## What is expected
In the listing below, write out again everything from the line containing "I'd really appreciate it if you could find the wooden" down to the line containing "[453,784,1344,896]", keeping the requests as they are. Shift every bounding box coordinate in those lines up by 97.

═════ Exercise material ═════

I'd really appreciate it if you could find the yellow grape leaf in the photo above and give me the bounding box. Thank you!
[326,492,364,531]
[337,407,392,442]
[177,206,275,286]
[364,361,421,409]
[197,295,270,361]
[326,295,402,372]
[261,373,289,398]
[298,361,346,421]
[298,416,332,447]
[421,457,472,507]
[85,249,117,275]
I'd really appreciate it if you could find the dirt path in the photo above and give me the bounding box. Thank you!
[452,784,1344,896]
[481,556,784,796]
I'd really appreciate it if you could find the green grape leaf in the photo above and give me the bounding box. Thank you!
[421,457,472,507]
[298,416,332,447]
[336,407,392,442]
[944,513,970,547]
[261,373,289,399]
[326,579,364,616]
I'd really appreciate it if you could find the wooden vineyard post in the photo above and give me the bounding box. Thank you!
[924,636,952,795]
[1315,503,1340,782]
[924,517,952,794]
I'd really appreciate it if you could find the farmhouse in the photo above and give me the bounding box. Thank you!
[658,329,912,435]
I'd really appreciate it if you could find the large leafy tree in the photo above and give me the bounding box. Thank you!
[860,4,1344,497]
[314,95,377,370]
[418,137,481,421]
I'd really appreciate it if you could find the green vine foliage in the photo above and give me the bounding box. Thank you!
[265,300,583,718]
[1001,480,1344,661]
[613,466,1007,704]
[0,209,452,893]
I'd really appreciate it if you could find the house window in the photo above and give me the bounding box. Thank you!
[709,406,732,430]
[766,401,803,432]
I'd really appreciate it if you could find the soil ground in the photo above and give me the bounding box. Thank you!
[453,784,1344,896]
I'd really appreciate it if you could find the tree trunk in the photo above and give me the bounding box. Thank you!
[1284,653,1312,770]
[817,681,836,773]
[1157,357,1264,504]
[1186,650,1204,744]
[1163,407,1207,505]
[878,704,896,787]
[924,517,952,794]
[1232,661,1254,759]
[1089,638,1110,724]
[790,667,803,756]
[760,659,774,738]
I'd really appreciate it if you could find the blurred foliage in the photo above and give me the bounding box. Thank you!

═════

## Solution to the exercise
I'd really appreciate it if you could find the wooden vineyard post in the photo above and give me the bounding box. Thank you!
[1021,733,1049,892]
[1412,600,1437,879]
[1021,614,1049,891]
I'd really appreciate it if you could find the farmhouse in the photo above and give me the bounding box. Thank you!
[755,426,1009,532]
I'd really appreciate it if you could find the large leafy tree in the photo above and give me the bounding box. Thank you!
[957,101,1441,594]
[411,192,474,467]
[515,234,578,518]
I'd really appreciate it if you could find the green vine foliage in the photo above and give me the bounding box. Thank you!
[362,397,680,815]
[1098,577,1441,758]
[710,563,1104,801]
[97,306,549,990]
I'd really appreciate it if you could find the house window in the photo above and give me the bounding box. Thank you!
[806,503,829,527]
[863,498,900,529]
I'd really appreciate it if you could find the soil ground in the photo above and give me the bounding box. Thank you!
[550,881,1441,993]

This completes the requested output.